● EXERCISE DESCRIPTION: Tally the lines of the data below that contain the string "mask", and give only that number.

________________________

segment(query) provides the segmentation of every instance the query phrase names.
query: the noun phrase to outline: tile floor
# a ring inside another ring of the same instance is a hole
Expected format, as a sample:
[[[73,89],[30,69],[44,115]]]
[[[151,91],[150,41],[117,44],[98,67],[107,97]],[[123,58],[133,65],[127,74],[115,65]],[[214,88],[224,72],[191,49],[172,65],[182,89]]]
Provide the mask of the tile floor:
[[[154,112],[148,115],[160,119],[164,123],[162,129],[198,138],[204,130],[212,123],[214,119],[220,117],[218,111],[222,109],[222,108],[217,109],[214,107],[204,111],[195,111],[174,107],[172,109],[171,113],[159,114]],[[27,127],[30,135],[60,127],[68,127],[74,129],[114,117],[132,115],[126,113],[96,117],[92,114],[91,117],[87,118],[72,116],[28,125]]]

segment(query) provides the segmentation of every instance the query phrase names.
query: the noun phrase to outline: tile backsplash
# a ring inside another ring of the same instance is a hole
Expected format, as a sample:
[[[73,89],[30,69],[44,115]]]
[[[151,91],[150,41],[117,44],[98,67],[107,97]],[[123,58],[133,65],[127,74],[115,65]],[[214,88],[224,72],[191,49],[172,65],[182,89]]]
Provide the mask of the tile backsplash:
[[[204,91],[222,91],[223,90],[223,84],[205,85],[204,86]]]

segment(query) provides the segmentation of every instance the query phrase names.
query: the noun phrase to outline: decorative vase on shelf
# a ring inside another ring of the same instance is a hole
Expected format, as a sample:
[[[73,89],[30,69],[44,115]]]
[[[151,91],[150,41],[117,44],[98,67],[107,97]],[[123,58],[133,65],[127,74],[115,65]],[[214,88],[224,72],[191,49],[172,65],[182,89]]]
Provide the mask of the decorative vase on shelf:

________________________

● FULL SOLUTION: 3